>> START

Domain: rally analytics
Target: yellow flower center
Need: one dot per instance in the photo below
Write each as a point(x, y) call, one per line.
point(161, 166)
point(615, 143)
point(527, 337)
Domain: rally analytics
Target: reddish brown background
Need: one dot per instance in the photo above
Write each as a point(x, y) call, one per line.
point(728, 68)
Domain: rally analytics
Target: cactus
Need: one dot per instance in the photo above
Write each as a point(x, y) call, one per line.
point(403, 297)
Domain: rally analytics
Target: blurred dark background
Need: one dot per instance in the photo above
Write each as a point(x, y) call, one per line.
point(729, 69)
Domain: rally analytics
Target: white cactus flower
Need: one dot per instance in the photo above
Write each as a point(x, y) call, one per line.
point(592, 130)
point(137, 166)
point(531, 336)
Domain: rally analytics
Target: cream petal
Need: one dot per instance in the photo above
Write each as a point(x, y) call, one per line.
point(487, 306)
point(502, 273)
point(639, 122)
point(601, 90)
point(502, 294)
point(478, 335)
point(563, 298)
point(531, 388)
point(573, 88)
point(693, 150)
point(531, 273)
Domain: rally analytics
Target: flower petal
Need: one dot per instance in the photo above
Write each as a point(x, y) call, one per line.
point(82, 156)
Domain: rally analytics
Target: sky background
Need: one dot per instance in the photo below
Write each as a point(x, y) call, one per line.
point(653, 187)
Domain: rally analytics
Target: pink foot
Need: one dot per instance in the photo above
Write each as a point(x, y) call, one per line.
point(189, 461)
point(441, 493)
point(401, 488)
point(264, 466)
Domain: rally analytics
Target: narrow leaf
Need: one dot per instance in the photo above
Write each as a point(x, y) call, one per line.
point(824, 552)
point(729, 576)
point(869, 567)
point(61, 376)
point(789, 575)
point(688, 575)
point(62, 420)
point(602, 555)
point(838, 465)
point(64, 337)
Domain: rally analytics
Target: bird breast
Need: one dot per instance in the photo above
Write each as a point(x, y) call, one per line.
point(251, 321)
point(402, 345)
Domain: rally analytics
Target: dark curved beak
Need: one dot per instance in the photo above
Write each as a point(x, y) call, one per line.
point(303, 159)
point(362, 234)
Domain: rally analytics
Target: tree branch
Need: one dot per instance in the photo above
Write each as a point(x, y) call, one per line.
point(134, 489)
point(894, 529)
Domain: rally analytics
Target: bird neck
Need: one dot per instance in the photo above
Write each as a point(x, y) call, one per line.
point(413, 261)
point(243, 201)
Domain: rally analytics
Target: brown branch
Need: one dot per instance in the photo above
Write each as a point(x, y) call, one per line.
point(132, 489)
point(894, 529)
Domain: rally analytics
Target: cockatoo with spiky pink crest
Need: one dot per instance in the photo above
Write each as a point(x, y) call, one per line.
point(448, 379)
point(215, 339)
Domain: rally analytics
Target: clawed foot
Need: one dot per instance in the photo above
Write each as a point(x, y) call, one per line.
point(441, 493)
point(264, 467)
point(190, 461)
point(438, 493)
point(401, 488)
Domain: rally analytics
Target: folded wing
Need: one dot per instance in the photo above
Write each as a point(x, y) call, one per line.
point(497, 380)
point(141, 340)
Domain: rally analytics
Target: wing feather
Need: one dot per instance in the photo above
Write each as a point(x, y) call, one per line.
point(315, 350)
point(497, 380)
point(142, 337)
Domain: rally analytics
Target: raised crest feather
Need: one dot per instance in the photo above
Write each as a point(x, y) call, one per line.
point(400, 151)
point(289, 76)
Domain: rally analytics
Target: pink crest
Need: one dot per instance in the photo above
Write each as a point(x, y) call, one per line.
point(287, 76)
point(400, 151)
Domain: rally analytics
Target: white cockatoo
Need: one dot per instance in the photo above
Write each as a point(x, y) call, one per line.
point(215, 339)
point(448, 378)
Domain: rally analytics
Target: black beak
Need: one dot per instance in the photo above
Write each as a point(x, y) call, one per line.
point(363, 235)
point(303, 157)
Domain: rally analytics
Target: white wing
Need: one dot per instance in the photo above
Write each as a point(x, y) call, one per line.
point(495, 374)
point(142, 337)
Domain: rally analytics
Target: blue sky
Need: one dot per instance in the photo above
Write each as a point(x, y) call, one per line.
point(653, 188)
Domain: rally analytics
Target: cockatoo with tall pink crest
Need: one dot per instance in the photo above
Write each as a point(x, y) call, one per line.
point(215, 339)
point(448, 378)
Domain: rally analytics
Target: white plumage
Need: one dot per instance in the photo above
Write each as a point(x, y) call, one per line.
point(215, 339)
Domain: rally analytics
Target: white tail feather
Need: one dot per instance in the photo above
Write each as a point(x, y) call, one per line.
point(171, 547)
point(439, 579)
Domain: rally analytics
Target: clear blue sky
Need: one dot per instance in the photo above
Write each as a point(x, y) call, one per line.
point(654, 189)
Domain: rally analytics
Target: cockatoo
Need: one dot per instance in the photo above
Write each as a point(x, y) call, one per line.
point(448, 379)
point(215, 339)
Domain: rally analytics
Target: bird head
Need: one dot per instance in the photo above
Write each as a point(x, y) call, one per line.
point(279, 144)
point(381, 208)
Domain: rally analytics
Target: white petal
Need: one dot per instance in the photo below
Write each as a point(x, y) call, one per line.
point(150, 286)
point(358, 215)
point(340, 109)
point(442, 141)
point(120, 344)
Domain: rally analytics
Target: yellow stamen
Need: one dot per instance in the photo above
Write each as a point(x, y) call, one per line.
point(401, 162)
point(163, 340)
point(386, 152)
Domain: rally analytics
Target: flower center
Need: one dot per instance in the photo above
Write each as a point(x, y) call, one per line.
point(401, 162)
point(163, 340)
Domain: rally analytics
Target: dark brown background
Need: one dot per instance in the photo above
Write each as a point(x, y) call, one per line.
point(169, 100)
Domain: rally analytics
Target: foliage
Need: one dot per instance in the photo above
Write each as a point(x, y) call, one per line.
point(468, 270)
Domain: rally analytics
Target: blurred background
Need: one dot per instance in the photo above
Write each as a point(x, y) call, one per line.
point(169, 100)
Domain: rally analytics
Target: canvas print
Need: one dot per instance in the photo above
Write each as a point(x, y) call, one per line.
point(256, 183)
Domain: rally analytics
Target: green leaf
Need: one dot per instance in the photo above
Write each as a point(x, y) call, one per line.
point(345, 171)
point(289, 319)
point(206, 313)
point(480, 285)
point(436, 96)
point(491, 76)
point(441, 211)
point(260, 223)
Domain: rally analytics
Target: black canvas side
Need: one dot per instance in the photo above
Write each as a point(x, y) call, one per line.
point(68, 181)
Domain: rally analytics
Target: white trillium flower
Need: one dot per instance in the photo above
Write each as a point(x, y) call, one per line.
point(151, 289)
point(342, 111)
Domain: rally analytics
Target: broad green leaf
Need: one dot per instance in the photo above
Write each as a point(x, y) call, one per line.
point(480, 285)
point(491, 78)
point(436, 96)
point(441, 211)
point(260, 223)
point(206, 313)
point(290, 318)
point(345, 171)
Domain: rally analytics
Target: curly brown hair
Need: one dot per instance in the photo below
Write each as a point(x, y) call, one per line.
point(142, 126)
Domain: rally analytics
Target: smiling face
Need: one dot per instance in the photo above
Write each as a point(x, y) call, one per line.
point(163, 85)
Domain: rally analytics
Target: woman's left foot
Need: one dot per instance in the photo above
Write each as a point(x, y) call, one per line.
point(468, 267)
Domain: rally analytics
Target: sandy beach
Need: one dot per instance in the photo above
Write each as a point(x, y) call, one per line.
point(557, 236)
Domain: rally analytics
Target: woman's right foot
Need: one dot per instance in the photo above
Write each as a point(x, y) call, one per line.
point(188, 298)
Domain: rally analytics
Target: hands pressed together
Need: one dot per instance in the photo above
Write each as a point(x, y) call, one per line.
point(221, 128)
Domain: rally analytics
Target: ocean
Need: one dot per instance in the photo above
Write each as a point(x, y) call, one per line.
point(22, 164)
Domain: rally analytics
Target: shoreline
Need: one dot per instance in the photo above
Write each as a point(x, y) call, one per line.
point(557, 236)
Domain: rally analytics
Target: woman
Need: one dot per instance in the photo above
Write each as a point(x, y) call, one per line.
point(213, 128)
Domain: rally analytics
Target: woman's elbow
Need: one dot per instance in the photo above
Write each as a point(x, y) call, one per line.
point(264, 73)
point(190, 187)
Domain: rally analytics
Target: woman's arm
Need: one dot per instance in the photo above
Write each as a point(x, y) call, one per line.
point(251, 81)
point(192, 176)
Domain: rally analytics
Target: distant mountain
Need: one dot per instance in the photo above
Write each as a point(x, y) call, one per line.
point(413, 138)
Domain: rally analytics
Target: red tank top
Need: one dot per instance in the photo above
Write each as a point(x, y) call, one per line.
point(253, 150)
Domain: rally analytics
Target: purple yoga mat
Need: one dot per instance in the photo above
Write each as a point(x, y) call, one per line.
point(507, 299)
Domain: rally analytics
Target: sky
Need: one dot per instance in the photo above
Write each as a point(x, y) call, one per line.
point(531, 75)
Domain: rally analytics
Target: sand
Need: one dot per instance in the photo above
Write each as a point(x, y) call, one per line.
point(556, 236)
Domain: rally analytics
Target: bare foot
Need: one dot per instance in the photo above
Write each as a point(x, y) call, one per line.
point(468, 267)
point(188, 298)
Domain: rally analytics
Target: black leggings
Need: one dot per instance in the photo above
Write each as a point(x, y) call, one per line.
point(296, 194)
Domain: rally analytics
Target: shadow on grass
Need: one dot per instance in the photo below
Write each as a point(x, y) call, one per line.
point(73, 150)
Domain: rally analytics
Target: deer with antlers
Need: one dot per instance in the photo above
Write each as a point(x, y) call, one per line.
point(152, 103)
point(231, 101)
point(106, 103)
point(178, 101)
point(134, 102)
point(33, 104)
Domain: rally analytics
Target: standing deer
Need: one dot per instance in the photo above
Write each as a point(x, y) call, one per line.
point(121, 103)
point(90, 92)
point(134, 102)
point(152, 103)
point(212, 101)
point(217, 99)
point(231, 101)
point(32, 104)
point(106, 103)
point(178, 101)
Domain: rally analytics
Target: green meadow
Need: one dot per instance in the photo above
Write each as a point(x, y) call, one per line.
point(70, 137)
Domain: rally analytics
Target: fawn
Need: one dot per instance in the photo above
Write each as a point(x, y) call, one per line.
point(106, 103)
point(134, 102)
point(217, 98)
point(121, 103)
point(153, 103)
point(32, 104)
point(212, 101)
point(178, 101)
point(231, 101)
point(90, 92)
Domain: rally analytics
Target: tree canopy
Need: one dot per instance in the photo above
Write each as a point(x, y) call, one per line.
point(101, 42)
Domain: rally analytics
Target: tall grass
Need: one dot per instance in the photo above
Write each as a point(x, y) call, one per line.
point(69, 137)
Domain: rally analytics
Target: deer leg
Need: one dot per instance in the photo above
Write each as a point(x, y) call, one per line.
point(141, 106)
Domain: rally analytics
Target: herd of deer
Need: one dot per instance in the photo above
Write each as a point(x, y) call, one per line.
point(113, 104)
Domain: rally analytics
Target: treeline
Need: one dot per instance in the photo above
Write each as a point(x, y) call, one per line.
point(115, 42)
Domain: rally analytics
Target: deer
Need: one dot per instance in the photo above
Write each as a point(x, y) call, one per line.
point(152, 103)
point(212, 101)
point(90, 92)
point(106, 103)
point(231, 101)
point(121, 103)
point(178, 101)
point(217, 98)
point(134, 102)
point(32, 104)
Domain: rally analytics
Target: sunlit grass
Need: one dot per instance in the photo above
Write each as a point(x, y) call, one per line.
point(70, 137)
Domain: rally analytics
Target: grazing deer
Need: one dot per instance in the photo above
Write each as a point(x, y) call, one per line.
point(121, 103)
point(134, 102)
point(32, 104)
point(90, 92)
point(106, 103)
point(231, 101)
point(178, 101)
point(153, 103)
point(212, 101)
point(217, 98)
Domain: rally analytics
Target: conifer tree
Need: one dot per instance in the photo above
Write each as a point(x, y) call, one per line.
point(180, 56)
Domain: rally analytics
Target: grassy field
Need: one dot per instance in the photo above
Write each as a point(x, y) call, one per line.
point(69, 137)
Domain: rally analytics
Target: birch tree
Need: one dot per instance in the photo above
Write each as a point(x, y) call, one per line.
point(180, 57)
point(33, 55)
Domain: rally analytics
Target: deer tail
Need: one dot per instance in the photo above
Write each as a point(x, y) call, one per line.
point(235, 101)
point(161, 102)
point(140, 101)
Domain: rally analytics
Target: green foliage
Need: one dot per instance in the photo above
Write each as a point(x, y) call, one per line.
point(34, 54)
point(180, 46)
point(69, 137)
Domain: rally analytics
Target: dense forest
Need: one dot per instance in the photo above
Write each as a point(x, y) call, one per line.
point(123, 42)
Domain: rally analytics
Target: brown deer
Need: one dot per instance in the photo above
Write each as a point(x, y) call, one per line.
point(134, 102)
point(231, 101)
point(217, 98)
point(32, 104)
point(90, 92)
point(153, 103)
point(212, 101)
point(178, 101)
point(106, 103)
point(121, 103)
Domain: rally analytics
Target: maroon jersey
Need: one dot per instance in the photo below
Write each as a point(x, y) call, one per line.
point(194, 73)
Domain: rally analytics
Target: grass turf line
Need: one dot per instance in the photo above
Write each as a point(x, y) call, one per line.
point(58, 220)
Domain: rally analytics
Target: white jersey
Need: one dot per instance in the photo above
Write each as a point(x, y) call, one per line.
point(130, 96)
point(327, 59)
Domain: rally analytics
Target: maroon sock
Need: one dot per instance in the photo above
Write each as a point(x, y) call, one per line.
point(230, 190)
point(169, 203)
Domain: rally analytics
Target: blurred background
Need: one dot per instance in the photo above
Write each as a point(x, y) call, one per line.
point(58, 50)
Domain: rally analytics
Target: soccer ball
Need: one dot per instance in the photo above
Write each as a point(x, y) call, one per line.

>> END

_TASK INSTRUCTIONS_
Reproduce the items above verbatim, starting at the first line and continuing up to and including the line that contains "point(264, 466)".

_OUTPUT FOR THIS EXERCISE_
Domain: rally analytics
Target: yellow flower center
Need: one dot per instance in the photo below
Write each as a point(x, y) call, one per line.
point(161, 166)
point(615, 143)
point(527, 337)
Domain: rally analytics
Target: reddish brown background
Need: one dot per instance in the photo above
Write each as a point(x, y) call, one per line.
point(728, 68)
Domain: rally analytics
Target: cactus
Need: one dot per instance in the photo above
Write each as a point(x, y) call, one per line.
point(403, 297)
Domain: rally analytics
Target: blurred dark background
Need: one dot per instance in the photo above
Write each as a point(x, y) call, one per line.
point(729, 69)
Domain: rally analytics
Target: white cactus flower
Need: one dot per instance in the photo above
Write each as a point(x, y) call, one per line.
point(592, 130)
point(137, 166)
point(531, 336)
Domain: rally analytics
Target: cream petal
Need: one dot per instance in the photo above
Write each as a point(x, y) call, one per line.
point(487, 306)
point(502, 273)
point(639, 122)
point(601, 90)
point(502, 294)
point(478, 335)
point(563, 298)
point(531, 388)
point(573, 88)
point(693, 150)
point(531, 273)
Domain: rally analytics
Target: flower petal
Need: one dot per instance in the photo above
Write each as a point(x, y) call, one per line.
point(82, 156)
Domain: rally analytics
Target: sky background
Need: one dot per instance in the photo below
Write each as a point(x, y) call, one per line.
point(653, 187)
Domain: rally analytics
Target: pink foot
Need: one dot per instance in the photo above
Write each as a point(x, y) call, one per line.
point(189, 461)
point(441, 493)
point(401, 488)
point(264, 466)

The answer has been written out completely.